* SOURCE EXTRACT:
------------------------------------
That would be the “National Wildlife Refuge”
The 57,331 acres Refuge established in 1939 is located in Southern New Mexico and administered by the U.S. Fish and Wildlife Service. We caught the tail end of the migration of the Sandhill Cranes yet the best time being in the fall around Thanksgiving. The Reserve is open year-round providing safe harbor for its varied wildlife including present for us a few days ago thousands of Snow and Ross’s geese.
Every season has its highlights. In Winter times as right now, besides the cranes and geese there are intense endless flocks of ducks. Everyone during the daylight hours feeds on the corn fields situated North of the Refuge and on waves return to their nightly roost on the water ponds, referred as “fly-in”. In the morning at Sunrise it is then the other way around while they all take off in waves. Quite a show with their thundering sound of wing beats and calls almost deafening.
------------------------------------
* ITEMS:

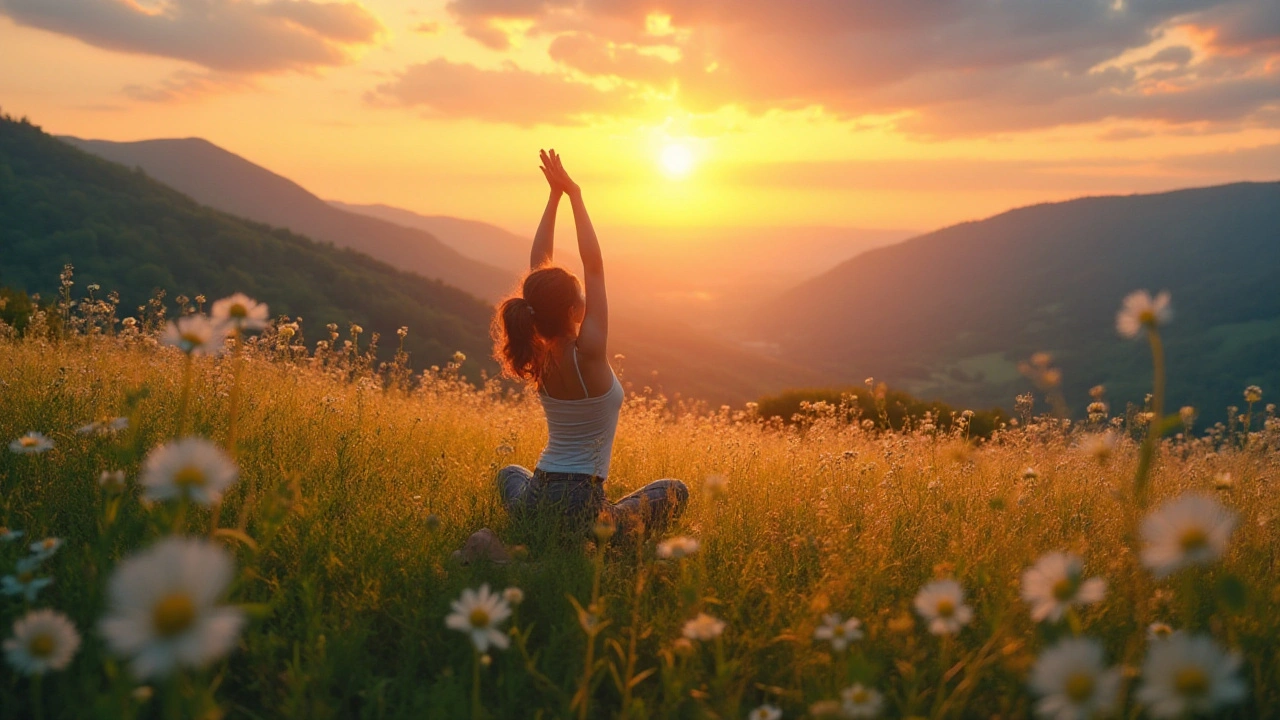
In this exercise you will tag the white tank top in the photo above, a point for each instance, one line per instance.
(580, 432)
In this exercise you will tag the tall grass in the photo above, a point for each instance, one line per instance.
(355, 490)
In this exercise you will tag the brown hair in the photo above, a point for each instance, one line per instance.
(525, 324)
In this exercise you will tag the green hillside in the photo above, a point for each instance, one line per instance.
(951, 313)
(127, 232)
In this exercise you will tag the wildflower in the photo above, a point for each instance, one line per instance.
(764, 712)
(195, 335)
(677, 547)
(45, 548)
(112, 481)
(703, 628)
(240, 311)
(480, 614)
(1100, 446)
(860, 701)
(24, 582)
(1192, 529)
(191, 468)
(42, 641)
(1189, 674)
(31, 443)
(1073, 682)
(163, 607)
(716, 484)
(941, 605)
(1056, 583)
(839, 632)
(1141, 310)
(1159, 632)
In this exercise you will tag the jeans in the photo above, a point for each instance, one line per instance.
(579, 500)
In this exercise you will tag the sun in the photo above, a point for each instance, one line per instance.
(676, 160)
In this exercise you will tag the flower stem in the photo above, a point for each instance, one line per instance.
(1156, 425)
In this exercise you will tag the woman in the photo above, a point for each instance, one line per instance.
(553, 337)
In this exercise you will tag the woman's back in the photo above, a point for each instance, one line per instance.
(580, 429)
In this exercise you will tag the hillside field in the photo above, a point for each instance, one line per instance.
(353, 490)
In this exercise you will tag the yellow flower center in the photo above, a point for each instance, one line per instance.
(1079, 687)
(173, 615)
(41, 646)
(190, 477)
(1191, 682)
(1193, 540)
(1064, 589)
(946, 607)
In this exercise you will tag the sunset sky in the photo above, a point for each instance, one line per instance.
(876, 114)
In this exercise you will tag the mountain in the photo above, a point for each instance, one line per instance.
(479, 241)
(228, 182)
(131, 233)
(949, 314)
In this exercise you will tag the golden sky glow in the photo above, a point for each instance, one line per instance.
(711, 113)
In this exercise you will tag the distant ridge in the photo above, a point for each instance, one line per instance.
(950, 313)
(228, 182)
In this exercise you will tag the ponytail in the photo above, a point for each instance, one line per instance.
(524, 326)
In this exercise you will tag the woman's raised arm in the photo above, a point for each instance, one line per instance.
(544, 240)
(593, 336)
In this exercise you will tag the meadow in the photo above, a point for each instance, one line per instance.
(352, 482)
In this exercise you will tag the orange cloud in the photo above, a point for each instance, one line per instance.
(225, 36)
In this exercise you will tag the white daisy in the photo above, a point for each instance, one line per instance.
(23, 582)
(764, 712)
(241, 311)
(42, 641)
(479, 614)
(941, 605)
(104, 427)
(45, 548)
(703, 628)
(163, 609)
(1192, 529)
(1055, 583)
(1141, 310)
(837, 630)
(191, 468)
(860, 701)
(195, 335)
(1073, 683)
(677, 547)
(31, 443)
(1189, 674)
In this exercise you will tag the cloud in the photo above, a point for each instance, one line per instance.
(949, 67)
(507, 95)
(224, 36)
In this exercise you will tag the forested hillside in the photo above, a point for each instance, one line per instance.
(129, 233)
------------------------------------
* SHORT TASK: Revise the wildlife refuge passage starting with "Every season has" and going on through "calls almost deafening.", putting "waterfowl" in place of "ducks".

* ANSWER TO THIS PROBLEM:
Every season has its highlights. In Winter times as right now, besides the cranes and geese there are intense endless flocks of waterfowl. Everyone during the daylight hours feeds on the corn fields situated North of the Refuge and on waves return to their nightly roost on the water ponds, referred as “fly-in”. In the morning at Sunrise it is then the other way around while they all take off in waves. Quite a show with their thundering sound of wing beats and calls almost deafening.